» **Aufgaben**:
(A) Schreibe die Passage im Text über den Lübecker Hochaltar von "Der namensgebende Altar" bis einschließlich "wurde 1425 aufgestellt." ab und ändere dabei "vernichtet" in "zerstört".
(B) Unter welchem Lübecker Bürgermeister wurden laut dem Text über den Hochaltar der Marienkirche die Silberfiguren eingeschmolzen?
(C) Führe den Text über den Meister des Lübecker Hochaltars nach seinem letzten Satz weiter.

» **Quelle**:
★ ★ ★ ★

Meister des (ehem.) Hochaltars der Marienkirche in Lübeck

Meister des (ehem.) Hochaltars der Marienkirche in Lübeck

Als Meister des (ehem.) Hochaltars der Marienkirche in Lübeck wird der in der ersten Hälfte des 15. Jahrhunderts tätigen Maler und Bildhauer bezeichnet, der den gotischen Hauptaltar der Lübecker Marienkirche geschaffen hatte. Ihm wurde deser kunstwissenschaftliche Notname gegeben, da der Künstler nicht mehr namentlich bekannt ist und seine Identität nicht in Quellen überliefert ist.

Inhaltsverzeichnis

Der namensgebende Altar

Die Arbeiten am gotischen Hochaltar der Lübecker Marienkirche wurden 1414 begonnen. Eine vorherige Retabel war 1407 durch einen Brand in der Kirche vernichtet worden. Der neue Altar wurde 1425 aufgestellt.

52 größere und 39 kleinere Silberfiguren des Altars wurden 1533 unter dem Lübecker Bürgermeister Jürgen Wullenwever zur Finanzierung der Grafenfehde eingeschmolzen.

★ ★ ★ ★

» **Erfasste Daten**:

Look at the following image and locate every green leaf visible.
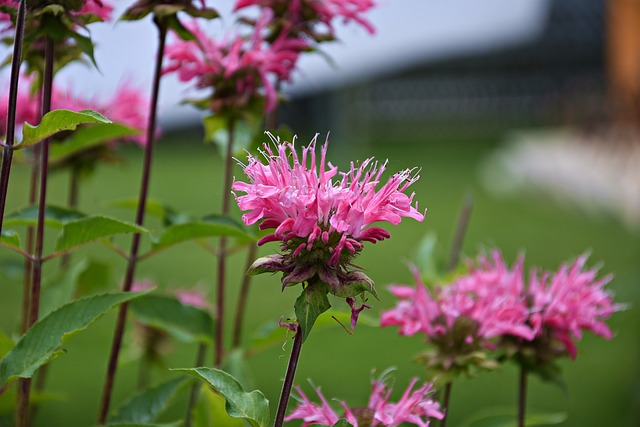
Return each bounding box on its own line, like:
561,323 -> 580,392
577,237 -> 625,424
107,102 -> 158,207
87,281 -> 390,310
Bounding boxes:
192,384 -> 246,427
152,216 -> 251,250
174,368 -> 269,427
164,13 -> 196,41
0,292 -> 146,387
109,198 -> 174,221
413,232 -> 439,282
0,332 -> 15,357
129,295 -> 214,344
0,230 -> 20,249
56,215 -> 147,252
463,408 -> 567,427
249,309 -> 379,353
49,123 -> 140,164
15,110 -> 111,149
75,259 -> 111,296
295,282 -> 331,342
4,205 -> 87,228
108,378 -> 190,423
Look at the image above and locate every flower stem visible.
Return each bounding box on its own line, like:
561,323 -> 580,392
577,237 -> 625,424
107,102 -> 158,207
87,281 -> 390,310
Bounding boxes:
184,344 -> 207,427
60,166 -> 80,269
440,381 -> 452,427
518,367 -> 529,427
98,17 -> 167,425
448,194 -> 473,271
0,0 -> 27,233
213,119 -> 235,367
16,37 -> 55,427
233,244 -> 258,348
273,325 -> 302,427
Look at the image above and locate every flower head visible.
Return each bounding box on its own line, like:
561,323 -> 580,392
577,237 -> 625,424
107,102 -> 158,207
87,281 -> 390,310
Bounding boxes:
235,0 -> 375,41
380,251 -> 535,371
285,378 -> 444,427
164,11 -> 307,112
527,255 -> 624,359
232,135 -> 424,297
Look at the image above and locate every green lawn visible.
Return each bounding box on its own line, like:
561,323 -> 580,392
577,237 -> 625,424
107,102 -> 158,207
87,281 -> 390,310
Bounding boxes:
0,129 -> 640,427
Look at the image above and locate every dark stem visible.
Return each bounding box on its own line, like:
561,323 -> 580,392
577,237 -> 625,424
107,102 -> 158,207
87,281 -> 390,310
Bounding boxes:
184,344 -> 207,427
0,0 -> 27,233
60,167 -> 80,269
98,18 -> 167,425
16,37 -> 55,427
440,382 -> 452,427
273,325 -> 302,427
233,244 -> 258,348
213,119 -> 235,367
518,367 -> 528,427
448,195 -> 473,271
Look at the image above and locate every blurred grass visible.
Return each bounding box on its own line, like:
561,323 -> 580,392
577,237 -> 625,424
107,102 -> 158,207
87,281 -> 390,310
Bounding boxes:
0,132 -> 640,427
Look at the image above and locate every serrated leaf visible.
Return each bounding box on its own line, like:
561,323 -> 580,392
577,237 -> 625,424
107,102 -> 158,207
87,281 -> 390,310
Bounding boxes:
4,205 -> 87,228
193,384 -> 245,427
0,332 -> 15,357
109,198 -> 173,221
129,295 -> 215,344
56,215 -> 147,252
0,291 -> 146,387
294,282 -> 331,342
0,230 -> 20,249
174,368 -> 269,427
75,259 -> 111,296
108,378 -> 190,423
49,123 -> 140,164
14,110 -> 111,149
152,217 -> 251,250
164,13 -> 196,41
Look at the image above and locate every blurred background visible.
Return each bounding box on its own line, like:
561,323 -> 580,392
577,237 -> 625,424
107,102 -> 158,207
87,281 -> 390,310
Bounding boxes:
0,0 -> 640,427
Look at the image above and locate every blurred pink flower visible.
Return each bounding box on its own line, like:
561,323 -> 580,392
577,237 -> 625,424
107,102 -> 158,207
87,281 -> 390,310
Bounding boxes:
380,251 -> 535,342
285,378 -> 444,427
164,11 -> 307,111
527,255 -> 624,359
235,0 -> 375,36
0,76 -> 38,137
176,290 -> 209,308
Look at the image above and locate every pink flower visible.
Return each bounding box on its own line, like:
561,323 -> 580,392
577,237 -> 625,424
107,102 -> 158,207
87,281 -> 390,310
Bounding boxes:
232,134 -> 424,326
235,0 -> 375,37
380,251 -> 534,341
176,290 -> 209,308
164,11 -> 307,111
380,251 -> 535,371
285,378 -> 444,427
0,77 -> 38,137
527,255 -> 624,359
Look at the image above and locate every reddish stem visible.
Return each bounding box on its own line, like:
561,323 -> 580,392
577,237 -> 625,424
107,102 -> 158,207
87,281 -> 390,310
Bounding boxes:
213,119 -> 235,367
98,18 -> 167,425
0,0 -> 26,233
273,332 -> 302,427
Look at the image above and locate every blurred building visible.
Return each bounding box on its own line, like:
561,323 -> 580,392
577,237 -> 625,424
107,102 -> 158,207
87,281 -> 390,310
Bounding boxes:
282,0 -> 608,138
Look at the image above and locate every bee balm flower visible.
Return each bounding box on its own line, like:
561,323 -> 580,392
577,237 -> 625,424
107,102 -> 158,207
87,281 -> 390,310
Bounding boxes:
285,378 -> 444,427
232,135 -> 424,318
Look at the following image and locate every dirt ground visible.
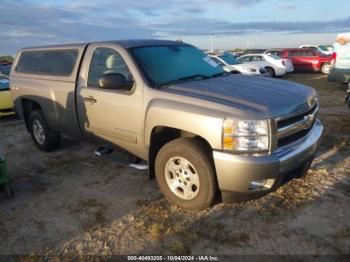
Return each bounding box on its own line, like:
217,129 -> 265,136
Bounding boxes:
0,74 -> 350,255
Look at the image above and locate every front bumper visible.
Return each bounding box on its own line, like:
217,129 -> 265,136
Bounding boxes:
213,120 -> 323,202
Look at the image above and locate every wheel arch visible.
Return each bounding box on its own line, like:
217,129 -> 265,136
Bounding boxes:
148,126 -> 215,179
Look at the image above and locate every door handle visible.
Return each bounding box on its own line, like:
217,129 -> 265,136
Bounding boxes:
84,96 -> 97,104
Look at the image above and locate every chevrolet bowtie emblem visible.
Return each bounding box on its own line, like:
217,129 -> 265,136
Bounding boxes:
304,114 -> 315,129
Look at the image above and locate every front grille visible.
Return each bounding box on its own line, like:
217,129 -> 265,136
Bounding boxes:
277,103 -> 318,147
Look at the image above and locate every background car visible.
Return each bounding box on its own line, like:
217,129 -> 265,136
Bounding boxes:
238,54 -> 293,77
281,48 -> 332,74
328,33 -> 350,83
264,48 -> 283,57
210,53 -> 268,76
299,45 -> 333,56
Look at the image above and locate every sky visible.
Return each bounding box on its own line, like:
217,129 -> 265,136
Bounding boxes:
0,0 -> 350,55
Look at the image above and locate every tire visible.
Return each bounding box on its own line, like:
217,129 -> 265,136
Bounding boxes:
320,63 -> 331,75
265,66 -> 276,77
28,110 -> 61,152
155,138 -> 217,210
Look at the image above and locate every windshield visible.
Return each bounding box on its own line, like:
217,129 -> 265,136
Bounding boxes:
318,45 -> 329,51
131,44 -> 225,87
219,54 -> 241,65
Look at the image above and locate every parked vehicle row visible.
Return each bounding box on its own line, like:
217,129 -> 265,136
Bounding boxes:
10,40 -> 323,210
328,33 -> 350,83
209,53 -> 268,76
238,45 -> 332,76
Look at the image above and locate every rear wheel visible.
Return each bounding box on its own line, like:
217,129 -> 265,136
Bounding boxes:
265,66 -> 276,77
28,110 -> 61,152
155,138 -> 217,210
321,63 -> 331,75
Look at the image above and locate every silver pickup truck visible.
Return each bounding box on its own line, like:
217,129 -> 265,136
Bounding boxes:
10,40 -> 323,210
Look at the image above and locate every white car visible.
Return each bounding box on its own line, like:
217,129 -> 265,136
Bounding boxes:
299,45 -> 333,56
237,54 -> 294,77
210,53 -> 269,76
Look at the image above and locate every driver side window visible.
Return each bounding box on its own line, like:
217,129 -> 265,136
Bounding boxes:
88,47 -> 133,87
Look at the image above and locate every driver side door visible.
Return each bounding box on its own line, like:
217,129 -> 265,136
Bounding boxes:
77,46 -> 143,152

★ ★ ★ ★

» **Lösungen**:
(A)
Der namensgebende Altar

Die Arbeiten am gotischen Hochaltar der Lübecker Marienkirche wurden 1414 begonnen. Eine vorherige Retabel war 1407 durch einen Brand in der Kirche zerstört worden. Der neue Altar wurde 1425 aufgestellt.

(B) Unter Jürgen Wullenwever.

(C)
Der Altar behielt seine Funktion bis zum Jahr 1696. Aufgrund einer Spende des Lübecker Kaufmanns und Ratsherrn Thomas Fredenhagen trat dann der von dem flämischen Bildhauer Thomas Quellinus gestaltete neue barocke Hochaltar an seine Stelle. Die erhaltenen Teile des alten gotische Hochaltar blieb jedoch in der Kirche verstreut erhalten und wurden 1852 auf Anregung von Carl Julius Milde in der Sakristei durch den hamburgischen Bildhauer J.P.N. Martin zu einer Rekonstruktion des Altars wieder zusammengefügt.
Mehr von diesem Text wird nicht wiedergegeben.